Stored records:
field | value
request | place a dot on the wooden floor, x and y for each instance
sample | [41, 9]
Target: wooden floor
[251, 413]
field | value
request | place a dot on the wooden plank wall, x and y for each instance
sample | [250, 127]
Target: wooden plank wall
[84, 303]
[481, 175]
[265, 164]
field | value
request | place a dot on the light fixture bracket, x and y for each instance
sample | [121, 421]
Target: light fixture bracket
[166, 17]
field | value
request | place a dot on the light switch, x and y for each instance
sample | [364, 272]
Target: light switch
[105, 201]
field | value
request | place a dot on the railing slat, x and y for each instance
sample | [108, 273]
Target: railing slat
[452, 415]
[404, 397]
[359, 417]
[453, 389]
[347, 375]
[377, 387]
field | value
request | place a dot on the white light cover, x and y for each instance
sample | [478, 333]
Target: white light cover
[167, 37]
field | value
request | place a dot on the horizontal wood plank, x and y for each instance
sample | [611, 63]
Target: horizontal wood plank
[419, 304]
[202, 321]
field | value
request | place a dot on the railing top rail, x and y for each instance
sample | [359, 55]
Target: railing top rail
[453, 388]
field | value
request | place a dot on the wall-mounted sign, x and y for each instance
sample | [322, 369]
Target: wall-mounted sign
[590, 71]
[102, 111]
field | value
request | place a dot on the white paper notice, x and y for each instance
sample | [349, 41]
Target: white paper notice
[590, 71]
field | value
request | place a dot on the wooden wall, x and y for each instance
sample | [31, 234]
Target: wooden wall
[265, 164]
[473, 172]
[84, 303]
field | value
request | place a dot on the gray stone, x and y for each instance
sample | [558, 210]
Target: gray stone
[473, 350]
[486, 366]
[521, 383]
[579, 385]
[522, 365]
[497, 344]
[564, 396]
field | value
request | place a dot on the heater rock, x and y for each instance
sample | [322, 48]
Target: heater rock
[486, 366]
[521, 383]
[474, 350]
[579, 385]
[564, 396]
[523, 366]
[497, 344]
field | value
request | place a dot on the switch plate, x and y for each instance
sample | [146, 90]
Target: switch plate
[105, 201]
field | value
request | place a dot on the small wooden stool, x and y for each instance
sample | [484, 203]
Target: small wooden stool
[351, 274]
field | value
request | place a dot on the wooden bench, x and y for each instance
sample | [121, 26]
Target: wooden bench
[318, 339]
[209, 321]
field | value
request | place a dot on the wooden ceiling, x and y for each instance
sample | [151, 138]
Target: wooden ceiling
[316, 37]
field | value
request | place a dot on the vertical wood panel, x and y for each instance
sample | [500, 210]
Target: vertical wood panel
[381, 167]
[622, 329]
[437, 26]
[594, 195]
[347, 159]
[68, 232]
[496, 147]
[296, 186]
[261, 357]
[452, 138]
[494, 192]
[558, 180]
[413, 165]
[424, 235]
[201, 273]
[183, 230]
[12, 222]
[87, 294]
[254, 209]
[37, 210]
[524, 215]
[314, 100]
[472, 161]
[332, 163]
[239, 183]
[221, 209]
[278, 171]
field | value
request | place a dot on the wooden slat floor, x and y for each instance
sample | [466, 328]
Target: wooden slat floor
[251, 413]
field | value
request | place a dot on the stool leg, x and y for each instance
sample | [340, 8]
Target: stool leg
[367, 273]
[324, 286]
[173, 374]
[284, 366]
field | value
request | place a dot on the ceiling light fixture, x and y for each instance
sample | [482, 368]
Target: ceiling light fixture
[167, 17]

→ AIM
Reproduce the listing in full. Keep it exactly as written.

→ RESPONSE BELOW
field | value
request | place a dot on the wooden floor, x and y for each instance
sample | [41, 9]
Target: wooden floor
[251, 413]
field | value
request | place a dot on the wooden plank wall, x and y for each instance
sample | [250, 127]
Target: wooden plank wall
[84, 303]
[481, 175]
[265, 164]
field | value
request | place a dot on the light fixture bracket, x and y for each instance
sample | [121, 421]
Target: light fixture bracket
[166, 17]
field | value
request | place a dot on the light switch, x and y for each instance
sample | [364, 272]
Target: light switch
[105, 201]
field | value
request | place a dot on the railing slat, x and y for each instance
sample | [108, 273]
Target: railing slat
[452, 415]
[404, 397]
[359, 417]
[453, 389]
[347, 375]
[377, 387]
field | value
request | place a dot on the white light cover, x and y for each instance
sample | [478, 333]
Target: white light cover
[167, 37]
field | value
request | place a dot on the horizontal wood plank, x and y for each instance
sample | [611, 63]
Target: horizontal wood plank
[419, 304]
[202, 321]
field | value
request | place a dot on the railing top rail, x and y for each instance
sample | [359, 55]
Target: railing top rail
[453, 388]
field | value
request | place a dot on the wall-mounted sign, x and y for each instance
sample | [322, 369]
Target: wall-mounted sign
[590, 71]
[102, 111]
field | value
request | place a dot on the white paper notice, x and y for each instance
sample | [349, 41]
Target: white paper notice
[590, 71]
field | value
request | place a dot on the wooden wall, x and y for each instance
sample | [31, 234]
Target: wooden wall
[265, 164]
[473, 172]
[84, 303]
field | value
request | place a dot on the gray stone, x and y for each instance
sample | [558, 210]
Target: gray stone
[473, 350]
[486, 366]
[521, 383]
[579, 385]
[522, 365]
[497, 344]
[564, 396]
field | value
request | place a dot on the heater rock, x and y for each instance
sample | [322, 48]
Target: heater rock
[486, 366]
[521, 383]
[474, 350]
[579, 385]
[564, 396]
[523, 366]
[497, 344]
field | value
request | place a dot on the switch plate, x and y for each instance
sample | [146, 90]
Target: switch plate
[105, 201]
field | value
request | place a dot on the small wooden stool, x and y for each instance
sample | [484, 203]
Target: small wooden stool
[351, 274]
field | value
request | place a dot on the wooden bench, x and y for each instance
sample | [121, 26]
Target: wooden bench
[318, 339]
[209, 321]
field | value
request | place a dot on the wooden ceiling, x and y for each instance
sample | [151, 138]
Target: wooden ceiling
[316, 37]
field | value
request | place a dot on the vertical wood panel, x and y for each instance
sample | [500, 210]
Target: vertical wood panel
[381, 167]
[622, 329]
[437, 26]
[594, 195]
[347, 159]
[68, 232]
[496, 147]
[296, 186]
[261, 357]
[452, 138]
[494, 192]
[558, 180]
[413, 165]
[424, 235]
[201, 273]
[183, 230]
[12, 222]
[87, 294]
[254, 209]
[37, 210]
[524, 215]
[314, 100]
[472, 161]
[332, 163]
[239, 183]
[221, 209]
[278, 171]
field | value
request | place a dot on the wooden slat floor, x and y for each instance
sample | [466, 328]
Target: wooden slat floor
[251, 413]
field | value
request | place a dot on the stool leg, x and y for each instance
sample | [340, 8]
Target: stool leg
[367, 273]
[324, 286]
[173, 374]
[284, 366]
field | value
request | place a dot on the ceiling light fixture, x and y for each instance
sample | [482, 368]
Target: ceiling light fixture
[167, 17]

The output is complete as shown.